**Data to examine:**
------------------------------------------------------------

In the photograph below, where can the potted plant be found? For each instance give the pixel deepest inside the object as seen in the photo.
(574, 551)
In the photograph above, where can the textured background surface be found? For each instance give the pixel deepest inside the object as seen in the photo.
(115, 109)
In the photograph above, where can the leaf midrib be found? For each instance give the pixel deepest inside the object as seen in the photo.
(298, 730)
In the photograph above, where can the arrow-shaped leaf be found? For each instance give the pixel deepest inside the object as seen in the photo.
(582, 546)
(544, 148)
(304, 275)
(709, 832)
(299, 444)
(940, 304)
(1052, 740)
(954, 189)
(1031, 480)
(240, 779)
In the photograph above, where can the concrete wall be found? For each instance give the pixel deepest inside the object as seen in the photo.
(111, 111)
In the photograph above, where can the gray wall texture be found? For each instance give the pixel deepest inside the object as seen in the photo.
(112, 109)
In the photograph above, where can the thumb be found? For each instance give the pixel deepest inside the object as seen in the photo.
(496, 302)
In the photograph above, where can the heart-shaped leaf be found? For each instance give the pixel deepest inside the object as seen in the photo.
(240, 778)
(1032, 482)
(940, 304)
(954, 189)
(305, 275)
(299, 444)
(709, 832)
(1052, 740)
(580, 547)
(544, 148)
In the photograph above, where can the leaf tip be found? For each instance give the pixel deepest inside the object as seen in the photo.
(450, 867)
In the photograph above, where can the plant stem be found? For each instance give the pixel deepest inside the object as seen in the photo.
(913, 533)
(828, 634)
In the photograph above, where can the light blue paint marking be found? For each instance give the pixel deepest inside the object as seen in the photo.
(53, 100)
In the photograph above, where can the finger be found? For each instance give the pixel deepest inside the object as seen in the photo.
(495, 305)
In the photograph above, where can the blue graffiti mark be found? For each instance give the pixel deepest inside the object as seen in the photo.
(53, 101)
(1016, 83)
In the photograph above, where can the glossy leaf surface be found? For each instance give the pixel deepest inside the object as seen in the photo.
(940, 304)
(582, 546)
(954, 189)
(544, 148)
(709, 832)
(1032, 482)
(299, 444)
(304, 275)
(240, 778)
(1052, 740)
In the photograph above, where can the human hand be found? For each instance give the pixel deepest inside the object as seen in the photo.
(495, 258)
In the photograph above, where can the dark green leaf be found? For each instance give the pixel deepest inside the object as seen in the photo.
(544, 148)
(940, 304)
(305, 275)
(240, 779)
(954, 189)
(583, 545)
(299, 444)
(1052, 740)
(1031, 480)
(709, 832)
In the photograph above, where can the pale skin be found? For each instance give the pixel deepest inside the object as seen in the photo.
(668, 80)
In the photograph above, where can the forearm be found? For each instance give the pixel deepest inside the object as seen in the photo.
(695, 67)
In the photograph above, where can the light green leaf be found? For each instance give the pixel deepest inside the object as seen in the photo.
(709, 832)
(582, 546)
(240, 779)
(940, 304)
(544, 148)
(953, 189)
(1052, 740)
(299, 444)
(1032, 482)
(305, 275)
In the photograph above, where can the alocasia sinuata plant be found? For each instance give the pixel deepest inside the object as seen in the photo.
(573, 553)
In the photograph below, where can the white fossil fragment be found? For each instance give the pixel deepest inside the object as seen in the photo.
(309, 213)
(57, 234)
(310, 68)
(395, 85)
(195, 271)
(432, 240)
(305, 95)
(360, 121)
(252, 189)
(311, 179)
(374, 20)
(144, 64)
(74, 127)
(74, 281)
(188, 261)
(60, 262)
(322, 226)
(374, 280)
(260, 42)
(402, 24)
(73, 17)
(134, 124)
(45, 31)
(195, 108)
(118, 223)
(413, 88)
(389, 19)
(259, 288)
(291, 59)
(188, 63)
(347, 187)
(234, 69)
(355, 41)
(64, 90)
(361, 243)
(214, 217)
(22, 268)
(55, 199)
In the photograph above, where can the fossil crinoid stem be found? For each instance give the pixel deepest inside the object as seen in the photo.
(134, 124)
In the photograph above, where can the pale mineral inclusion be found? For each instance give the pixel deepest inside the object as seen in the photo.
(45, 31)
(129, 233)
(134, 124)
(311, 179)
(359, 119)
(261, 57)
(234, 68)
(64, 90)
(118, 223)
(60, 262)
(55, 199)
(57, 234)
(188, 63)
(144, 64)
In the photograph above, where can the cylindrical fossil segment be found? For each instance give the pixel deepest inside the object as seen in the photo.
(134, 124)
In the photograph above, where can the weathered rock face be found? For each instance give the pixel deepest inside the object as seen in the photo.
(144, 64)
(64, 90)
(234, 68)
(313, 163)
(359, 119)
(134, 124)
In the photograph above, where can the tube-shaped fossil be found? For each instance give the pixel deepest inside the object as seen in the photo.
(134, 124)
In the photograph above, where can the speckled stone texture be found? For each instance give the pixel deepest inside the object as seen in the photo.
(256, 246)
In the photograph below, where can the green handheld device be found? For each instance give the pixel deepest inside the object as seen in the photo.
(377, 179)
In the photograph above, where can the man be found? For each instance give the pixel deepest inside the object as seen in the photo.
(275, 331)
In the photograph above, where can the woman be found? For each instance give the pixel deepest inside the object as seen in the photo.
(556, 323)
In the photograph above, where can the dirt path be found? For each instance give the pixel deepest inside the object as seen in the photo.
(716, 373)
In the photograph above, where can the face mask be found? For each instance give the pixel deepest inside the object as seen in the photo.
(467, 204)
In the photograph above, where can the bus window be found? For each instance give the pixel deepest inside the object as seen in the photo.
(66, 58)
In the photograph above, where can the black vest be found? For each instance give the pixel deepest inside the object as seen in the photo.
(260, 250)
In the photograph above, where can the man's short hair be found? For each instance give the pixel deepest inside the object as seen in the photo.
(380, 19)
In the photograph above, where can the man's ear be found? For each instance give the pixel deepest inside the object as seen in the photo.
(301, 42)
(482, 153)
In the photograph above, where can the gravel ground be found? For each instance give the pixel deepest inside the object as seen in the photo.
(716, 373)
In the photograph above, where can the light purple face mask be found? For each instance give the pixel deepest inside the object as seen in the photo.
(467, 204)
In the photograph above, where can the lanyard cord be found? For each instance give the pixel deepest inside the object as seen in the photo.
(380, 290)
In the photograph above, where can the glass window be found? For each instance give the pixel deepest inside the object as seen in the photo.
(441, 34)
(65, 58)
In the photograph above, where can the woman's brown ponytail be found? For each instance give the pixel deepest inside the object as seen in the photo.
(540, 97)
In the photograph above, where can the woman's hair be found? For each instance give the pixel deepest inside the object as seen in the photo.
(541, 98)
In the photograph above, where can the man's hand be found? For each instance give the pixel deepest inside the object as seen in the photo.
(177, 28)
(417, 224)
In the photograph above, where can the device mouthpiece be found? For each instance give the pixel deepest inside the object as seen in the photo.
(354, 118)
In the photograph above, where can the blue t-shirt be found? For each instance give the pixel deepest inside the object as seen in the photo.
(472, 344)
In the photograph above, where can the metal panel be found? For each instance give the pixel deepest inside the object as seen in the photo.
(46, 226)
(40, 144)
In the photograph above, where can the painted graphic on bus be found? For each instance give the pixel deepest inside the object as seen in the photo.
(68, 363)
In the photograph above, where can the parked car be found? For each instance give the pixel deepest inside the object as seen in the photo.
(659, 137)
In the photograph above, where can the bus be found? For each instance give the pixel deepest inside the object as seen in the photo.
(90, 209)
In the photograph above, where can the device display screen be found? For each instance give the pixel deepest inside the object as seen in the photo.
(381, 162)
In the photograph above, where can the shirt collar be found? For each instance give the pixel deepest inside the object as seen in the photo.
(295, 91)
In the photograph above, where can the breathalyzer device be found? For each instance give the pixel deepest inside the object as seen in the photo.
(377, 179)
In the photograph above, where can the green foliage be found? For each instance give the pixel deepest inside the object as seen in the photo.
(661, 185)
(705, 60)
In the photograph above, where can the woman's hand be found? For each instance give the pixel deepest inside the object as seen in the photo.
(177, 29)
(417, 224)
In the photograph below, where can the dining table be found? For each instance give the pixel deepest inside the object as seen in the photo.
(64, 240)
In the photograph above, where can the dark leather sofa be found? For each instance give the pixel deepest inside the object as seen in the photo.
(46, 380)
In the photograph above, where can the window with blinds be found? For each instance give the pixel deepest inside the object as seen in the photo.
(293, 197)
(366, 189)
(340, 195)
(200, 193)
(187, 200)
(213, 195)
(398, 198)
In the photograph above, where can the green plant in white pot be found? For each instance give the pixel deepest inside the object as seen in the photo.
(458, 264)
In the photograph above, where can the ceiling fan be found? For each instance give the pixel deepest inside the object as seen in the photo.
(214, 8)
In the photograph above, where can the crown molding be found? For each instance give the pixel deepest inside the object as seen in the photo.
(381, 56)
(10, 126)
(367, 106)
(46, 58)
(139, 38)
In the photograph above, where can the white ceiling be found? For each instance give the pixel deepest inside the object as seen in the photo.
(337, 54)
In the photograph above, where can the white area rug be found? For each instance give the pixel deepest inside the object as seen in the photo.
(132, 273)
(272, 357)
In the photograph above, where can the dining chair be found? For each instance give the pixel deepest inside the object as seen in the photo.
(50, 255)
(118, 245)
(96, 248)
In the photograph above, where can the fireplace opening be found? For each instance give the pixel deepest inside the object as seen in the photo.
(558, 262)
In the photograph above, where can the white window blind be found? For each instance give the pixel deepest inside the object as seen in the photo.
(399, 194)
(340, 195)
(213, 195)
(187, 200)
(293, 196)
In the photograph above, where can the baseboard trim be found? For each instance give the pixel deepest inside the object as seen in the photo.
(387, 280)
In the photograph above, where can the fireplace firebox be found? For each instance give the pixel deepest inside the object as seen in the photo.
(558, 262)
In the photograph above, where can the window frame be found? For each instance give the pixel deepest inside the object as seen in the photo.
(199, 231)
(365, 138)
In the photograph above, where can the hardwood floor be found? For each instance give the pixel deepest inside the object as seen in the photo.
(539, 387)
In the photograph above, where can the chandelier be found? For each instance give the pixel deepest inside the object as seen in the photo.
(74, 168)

------------------------------------------------------------

**What you will do:**
Starting at the line that contains "In the photograph above, where can the chandelier", reproduce each line through the end of the records exactly, both ends included.

**Solved exercise:**
In the photograph above, where can the chandelier be found? For each instance give the pixel deepest inside the object as seen in the photo.
(74, 168)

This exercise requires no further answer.